WHAT NEEDS TO BE DONE: Please repeat the data exactly. Any picture in it stays out.

[Data entries]
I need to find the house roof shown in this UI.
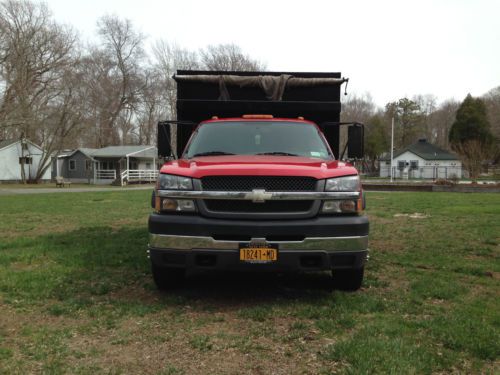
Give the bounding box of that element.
[56,145,156,159]
[90,145,156,158]
[77,148,98,158]
[380,139,458,161]
[0,138,45,152]
[0,139,18,150]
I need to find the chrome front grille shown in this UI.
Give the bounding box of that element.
[198,175,320,219]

OUTPUT BELOW:
I need to find the house roof shown in this UI.
Give the bounding box of that element.
[56,145,156,159]
[90,145,156,158]
[77,148,98,158]
[380,139,458,161]
[0,138,45,152]
[0,139,18,150]
I need to find the chrome front grille shown in this UI.
Give the bounding box of that element.
[198,175,320,219]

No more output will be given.